Stored records:
******

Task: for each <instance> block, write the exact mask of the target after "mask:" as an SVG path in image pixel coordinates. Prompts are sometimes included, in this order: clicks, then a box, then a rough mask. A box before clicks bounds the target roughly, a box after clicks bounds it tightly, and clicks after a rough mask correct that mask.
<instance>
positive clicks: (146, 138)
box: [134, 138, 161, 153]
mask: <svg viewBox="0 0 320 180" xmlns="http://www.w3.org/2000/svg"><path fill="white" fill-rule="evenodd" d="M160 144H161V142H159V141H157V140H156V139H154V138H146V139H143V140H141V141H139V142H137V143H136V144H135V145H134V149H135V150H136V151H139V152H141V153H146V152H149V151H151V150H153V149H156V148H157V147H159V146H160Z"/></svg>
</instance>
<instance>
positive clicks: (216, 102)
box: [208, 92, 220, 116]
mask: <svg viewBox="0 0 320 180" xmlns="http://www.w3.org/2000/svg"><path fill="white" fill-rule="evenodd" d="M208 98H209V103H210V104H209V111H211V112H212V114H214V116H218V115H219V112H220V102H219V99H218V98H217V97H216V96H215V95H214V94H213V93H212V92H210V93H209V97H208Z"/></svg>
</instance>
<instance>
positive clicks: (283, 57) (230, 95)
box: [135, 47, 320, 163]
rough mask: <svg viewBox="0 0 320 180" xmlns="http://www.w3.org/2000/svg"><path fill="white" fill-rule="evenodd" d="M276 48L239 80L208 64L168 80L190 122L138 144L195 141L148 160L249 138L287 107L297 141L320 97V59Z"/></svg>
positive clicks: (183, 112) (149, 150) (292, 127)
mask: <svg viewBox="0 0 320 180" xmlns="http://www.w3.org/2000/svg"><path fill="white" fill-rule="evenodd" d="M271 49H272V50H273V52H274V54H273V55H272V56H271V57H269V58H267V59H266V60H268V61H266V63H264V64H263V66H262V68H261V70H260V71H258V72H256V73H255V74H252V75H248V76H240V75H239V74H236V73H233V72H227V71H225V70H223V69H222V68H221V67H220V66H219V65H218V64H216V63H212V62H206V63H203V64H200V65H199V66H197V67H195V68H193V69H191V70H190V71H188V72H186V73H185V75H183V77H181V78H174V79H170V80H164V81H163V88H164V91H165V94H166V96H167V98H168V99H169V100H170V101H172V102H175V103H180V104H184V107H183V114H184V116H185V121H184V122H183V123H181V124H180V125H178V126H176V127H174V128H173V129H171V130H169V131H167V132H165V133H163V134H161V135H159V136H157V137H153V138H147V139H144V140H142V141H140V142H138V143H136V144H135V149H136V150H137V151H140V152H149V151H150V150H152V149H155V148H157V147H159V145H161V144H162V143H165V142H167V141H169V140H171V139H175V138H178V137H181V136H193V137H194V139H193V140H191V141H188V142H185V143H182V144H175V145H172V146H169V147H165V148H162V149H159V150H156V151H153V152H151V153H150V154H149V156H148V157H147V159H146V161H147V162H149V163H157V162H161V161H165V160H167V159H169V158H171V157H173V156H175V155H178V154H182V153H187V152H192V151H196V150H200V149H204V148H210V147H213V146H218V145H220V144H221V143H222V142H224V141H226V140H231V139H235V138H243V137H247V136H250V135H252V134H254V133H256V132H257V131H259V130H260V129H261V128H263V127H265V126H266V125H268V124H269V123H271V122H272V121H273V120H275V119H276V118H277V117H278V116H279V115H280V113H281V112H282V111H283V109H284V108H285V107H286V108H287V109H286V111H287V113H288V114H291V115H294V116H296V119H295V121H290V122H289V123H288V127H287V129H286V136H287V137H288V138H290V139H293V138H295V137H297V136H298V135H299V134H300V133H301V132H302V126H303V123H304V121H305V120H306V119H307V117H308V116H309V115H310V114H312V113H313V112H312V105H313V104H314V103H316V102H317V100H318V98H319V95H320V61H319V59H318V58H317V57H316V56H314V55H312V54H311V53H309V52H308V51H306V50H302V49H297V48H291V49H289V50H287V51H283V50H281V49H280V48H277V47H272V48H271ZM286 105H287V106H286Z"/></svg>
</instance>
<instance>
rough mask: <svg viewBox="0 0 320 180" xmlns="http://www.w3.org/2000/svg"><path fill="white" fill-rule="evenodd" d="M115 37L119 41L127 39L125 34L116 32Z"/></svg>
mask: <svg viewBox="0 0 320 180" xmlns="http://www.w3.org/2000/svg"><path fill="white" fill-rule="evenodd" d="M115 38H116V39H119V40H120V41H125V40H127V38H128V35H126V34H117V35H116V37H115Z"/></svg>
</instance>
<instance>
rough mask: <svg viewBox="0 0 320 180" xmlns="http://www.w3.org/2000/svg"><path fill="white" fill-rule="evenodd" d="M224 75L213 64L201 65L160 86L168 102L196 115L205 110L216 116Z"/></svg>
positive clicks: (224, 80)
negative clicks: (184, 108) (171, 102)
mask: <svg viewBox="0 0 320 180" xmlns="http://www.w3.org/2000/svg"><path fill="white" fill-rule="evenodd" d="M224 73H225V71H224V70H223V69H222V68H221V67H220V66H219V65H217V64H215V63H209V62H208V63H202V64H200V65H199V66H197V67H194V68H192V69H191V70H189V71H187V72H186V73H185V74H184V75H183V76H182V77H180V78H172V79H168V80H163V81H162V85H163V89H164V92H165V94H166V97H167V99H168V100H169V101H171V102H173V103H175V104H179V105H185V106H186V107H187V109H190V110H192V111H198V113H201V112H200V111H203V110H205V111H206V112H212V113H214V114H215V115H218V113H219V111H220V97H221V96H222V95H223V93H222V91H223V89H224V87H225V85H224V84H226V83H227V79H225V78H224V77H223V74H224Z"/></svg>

******

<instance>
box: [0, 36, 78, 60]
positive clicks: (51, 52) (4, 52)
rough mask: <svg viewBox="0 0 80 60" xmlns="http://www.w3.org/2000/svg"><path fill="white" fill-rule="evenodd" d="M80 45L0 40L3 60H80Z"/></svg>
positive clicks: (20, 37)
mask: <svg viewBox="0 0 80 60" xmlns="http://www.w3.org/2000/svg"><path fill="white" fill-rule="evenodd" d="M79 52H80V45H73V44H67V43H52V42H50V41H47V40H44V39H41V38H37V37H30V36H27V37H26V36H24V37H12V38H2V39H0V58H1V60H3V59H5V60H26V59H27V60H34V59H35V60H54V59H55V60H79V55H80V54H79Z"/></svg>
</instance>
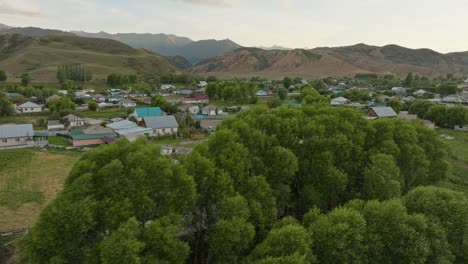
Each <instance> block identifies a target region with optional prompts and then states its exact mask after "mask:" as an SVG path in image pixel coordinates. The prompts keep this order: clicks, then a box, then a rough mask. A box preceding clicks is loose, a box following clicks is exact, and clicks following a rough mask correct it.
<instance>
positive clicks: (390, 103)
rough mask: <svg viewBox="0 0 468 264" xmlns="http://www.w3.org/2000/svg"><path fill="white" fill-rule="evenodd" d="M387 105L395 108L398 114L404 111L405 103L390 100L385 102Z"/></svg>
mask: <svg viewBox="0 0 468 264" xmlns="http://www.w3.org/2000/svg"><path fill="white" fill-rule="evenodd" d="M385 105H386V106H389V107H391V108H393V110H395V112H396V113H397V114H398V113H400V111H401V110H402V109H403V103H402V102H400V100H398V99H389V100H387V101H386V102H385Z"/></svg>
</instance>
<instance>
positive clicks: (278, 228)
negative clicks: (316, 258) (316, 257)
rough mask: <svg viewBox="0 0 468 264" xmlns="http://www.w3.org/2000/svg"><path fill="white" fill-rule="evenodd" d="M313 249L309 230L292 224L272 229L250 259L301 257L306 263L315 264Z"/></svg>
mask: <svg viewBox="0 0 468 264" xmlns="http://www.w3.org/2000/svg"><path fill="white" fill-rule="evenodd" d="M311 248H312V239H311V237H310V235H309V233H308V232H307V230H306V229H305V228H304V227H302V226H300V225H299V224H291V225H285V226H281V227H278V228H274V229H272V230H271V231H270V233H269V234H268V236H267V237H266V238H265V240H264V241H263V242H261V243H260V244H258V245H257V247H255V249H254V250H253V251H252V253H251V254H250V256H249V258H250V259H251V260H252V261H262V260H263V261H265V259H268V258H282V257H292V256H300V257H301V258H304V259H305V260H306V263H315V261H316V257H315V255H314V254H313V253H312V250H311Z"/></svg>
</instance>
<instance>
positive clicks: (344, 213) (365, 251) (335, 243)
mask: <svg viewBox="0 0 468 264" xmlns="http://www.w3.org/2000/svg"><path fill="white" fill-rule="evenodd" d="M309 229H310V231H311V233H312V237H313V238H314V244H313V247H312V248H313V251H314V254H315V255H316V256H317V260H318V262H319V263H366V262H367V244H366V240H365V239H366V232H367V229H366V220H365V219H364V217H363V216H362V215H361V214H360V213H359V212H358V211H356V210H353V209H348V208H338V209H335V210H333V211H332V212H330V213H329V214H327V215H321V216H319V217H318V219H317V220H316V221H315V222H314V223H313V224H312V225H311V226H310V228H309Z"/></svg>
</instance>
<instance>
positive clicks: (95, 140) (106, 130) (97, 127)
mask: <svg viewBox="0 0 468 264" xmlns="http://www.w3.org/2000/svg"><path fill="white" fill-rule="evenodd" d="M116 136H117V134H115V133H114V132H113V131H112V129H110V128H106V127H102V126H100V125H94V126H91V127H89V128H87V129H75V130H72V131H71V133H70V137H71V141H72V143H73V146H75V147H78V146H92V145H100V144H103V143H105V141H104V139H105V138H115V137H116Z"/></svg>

******

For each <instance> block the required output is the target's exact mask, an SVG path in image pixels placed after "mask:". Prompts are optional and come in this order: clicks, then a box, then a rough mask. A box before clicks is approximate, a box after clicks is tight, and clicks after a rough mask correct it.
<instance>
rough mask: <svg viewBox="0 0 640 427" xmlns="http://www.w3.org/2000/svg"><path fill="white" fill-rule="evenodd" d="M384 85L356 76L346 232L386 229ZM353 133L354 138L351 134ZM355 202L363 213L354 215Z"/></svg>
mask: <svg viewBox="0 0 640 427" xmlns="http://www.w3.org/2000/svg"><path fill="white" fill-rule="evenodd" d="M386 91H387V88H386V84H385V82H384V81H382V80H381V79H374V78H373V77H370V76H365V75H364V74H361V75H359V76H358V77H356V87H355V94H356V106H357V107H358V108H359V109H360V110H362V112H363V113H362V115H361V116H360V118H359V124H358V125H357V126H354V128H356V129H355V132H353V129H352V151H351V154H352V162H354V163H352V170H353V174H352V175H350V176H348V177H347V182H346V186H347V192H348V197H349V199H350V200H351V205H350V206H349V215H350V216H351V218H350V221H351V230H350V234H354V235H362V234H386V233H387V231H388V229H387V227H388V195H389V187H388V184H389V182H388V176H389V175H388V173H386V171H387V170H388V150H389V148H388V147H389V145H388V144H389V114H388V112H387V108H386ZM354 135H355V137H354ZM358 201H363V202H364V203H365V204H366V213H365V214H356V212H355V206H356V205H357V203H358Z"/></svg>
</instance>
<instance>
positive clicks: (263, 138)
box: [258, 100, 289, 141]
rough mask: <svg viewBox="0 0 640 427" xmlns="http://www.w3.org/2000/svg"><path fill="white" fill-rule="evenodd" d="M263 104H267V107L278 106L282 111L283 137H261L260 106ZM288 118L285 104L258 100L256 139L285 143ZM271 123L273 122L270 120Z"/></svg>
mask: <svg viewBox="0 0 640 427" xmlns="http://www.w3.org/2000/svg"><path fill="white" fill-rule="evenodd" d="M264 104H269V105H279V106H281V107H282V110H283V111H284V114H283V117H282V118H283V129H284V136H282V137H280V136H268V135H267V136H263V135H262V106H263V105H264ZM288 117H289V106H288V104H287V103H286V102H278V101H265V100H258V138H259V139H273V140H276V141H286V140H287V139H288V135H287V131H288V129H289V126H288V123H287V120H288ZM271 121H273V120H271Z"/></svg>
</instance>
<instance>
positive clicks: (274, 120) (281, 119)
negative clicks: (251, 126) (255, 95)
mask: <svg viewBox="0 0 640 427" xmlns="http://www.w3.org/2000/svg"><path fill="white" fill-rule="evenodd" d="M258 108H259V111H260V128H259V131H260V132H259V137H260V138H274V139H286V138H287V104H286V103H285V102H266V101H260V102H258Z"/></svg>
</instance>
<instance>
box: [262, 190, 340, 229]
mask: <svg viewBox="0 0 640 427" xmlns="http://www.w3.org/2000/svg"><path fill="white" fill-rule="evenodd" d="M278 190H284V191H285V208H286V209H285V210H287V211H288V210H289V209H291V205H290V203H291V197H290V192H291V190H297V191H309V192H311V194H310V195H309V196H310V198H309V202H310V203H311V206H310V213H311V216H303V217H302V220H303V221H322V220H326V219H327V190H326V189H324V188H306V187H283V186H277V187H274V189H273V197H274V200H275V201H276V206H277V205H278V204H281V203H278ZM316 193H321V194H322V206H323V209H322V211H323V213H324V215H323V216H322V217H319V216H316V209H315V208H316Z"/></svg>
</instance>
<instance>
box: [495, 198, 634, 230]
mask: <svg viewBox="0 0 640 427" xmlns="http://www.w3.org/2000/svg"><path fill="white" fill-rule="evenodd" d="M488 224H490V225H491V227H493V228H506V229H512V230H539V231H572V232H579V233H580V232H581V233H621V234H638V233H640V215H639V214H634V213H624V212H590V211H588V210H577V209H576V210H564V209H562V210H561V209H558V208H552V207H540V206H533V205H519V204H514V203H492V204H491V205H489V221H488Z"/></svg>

******

Task brief: Using the data above, extract exactly the lines from the one that holds "105L395 108L398 114L404" to the one that holds "negative clicks: (316, 258) (316, 257)", both ends included, and no others.

Written reply:
rough mask: <svg viewBox="0 0 468 264" xmlns="http://www.w3.org/2000/svg"><path fill="white" fill-rule="evenodd" d="M387 105L395 108L398 114L404 111L405 103L390 100L385 102Z"/></svg>
mask: <svg viewBox="0 0 468 264" xmlns="http://www.w3.org/2000/svg"><path fill="white" fill-rule="evenodd" d="M385 105H386V106H389V107H391V108H393V110H395V112H396V113H397V114H398V113H400V111H401V110H402V109H403V103H402V102H400V100H398V99H389V100H387V101H386V102H385Z"/></svg>
</instance>
<instance>
positive clicks: (278, 228)
negative clicks: (316, 258) (316, 257)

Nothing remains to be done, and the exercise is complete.